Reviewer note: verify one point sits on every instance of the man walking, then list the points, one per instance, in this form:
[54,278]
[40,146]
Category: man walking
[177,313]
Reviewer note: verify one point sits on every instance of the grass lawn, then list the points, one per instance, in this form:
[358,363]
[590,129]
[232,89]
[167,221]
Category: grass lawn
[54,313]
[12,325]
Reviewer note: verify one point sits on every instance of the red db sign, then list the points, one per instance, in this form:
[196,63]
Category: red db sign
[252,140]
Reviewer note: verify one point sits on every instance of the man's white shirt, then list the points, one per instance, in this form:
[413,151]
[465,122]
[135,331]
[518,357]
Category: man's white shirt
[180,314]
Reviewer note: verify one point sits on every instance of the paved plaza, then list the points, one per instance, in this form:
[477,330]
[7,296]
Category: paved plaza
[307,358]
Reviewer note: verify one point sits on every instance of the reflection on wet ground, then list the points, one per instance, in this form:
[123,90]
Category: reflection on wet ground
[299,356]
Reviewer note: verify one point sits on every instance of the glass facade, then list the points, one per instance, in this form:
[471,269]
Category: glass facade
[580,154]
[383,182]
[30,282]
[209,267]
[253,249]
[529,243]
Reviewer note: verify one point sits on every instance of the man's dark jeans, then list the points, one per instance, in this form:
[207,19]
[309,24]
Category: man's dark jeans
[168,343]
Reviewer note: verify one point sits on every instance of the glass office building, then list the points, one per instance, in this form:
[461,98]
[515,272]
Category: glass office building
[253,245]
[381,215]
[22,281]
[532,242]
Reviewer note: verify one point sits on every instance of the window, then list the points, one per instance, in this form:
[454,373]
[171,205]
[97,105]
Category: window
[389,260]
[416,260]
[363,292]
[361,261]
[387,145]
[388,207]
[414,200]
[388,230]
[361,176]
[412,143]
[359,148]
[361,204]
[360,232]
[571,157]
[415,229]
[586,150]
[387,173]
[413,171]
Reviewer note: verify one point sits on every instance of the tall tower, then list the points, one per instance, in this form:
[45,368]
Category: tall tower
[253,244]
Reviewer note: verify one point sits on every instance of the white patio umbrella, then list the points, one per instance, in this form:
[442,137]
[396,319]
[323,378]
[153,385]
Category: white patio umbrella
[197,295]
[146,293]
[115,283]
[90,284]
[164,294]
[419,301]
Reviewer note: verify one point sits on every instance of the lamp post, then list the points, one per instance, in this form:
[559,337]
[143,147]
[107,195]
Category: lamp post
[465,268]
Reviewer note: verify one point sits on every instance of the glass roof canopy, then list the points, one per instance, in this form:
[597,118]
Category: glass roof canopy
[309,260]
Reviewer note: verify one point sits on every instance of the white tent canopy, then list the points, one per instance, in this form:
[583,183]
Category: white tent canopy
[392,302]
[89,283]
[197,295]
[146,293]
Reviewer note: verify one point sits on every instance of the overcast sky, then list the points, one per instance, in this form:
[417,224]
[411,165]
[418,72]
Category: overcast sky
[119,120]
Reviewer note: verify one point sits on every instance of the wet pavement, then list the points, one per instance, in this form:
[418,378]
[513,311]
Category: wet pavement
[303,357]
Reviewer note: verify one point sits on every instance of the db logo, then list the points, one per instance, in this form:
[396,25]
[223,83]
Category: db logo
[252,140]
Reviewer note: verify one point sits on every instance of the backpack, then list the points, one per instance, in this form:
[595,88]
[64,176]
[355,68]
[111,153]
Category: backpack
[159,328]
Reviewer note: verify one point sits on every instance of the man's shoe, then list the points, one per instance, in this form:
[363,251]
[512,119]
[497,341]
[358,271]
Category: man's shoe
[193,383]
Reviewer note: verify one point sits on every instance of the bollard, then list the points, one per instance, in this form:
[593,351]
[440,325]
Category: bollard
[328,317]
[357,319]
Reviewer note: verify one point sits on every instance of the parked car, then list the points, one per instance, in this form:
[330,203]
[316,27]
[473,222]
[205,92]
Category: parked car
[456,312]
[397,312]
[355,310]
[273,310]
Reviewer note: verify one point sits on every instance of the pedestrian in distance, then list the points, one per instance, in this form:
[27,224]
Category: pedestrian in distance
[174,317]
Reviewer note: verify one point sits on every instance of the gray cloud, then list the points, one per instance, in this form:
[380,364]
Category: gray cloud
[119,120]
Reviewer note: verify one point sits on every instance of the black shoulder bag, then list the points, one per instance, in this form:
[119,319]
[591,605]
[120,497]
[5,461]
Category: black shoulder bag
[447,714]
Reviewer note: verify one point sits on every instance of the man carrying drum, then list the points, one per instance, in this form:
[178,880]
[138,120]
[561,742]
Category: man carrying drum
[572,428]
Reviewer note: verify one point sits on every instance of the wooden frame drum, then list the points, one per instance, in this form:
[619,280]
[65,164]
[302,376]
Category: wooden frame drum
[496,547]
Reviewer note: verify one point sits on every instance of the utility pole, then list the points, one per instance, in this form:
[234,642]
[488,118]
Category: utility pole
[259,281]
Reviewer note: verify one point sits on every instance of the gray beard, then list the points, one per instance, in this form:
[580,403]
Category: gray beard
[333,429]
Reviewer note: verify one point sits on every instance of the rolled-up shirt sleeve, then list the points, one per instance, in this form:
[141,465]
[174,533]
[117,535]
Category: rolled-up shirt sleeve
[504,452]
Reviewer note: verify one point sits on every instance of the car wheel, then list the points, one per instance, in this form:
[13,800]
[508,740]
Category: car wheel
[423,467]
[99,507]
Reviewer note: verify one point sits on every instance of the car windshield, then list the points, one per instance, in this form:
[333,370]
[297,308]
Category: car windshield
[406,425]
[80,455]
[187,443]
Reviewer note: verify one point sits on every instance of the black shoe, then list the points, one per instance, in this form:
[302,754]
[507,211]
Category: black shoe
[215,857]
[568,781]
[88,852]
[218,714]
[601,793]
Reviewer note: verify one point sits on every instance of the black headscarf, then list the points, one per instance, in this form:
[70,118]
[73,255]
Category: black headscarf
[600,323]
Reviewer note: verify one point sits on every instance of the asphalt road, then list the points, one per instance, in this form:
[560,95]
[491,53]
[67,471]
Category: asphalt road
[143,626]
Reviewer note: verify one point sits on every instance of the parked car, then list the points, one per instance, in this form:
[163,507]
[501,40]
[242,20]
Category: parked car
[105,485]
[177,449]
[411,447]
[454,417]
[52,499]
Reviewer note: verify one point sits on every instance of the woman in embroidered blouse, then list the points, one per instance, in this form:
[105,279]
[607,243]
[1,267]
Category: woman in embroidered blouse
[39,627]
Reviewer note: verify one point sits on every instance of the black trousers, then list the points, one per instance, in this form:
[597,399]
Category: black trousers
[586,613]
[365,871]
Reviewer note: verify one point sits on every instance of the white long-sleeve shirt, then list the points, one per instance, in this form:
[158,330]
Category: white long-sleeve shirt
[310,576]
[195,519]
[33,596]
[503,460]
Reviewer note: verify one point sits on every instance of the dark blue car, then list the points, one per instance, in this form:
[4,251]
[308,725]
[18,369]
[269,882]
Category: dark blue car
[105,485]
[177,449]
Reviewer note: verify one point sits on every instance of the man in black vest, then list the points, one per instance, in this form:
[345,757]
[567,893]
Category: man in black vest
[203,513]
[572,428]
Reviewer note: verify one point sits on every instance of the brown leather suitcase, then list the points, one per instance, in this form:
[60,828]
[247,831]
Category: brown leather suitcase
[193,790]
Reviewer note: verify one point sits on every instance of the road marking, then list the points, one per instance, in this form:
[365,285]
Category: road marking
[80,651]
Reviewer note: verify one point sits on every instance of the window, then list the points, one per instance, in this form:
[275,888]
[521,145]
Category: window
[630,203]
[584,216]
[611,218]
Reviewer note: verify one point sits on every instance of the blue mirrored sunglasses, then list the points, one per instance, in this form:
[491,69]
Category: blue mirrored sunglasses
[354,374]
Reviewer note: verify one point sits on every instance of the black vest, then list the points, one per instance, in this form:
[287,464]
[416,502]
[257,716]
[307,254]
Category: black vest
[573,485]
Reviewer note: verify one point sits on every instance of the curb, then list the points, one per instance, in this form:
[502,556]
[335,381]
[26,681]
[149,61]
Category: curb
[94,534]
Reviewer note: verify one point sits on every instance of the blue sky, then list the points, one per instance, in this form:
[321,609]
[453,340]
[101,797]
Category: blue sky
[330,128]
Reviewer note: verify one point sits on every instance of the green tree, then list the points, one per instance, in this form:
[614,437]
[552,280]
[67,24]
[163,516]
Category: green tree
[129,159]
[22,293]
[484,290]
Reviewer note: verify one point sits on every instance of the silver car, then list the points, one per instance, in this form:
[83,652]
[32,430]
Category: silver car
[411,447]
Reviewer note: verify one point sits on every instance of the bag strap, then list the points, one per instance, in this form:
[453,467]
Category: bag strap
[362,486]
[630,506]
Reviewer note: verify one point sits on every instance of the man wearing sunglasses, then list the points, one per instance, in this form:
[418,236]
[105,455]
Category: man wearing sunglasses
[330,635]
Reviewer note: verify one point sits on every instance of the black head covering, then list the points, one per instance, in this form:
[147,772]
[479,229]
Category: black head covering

= Work to be completed =
For the word "covering", go through the records and show each line that carries it.

= Answer area =
Reviewer note: verify one point sits on every instance of the black head covering, then list the points, one per instance, in this form:
Category: black head covering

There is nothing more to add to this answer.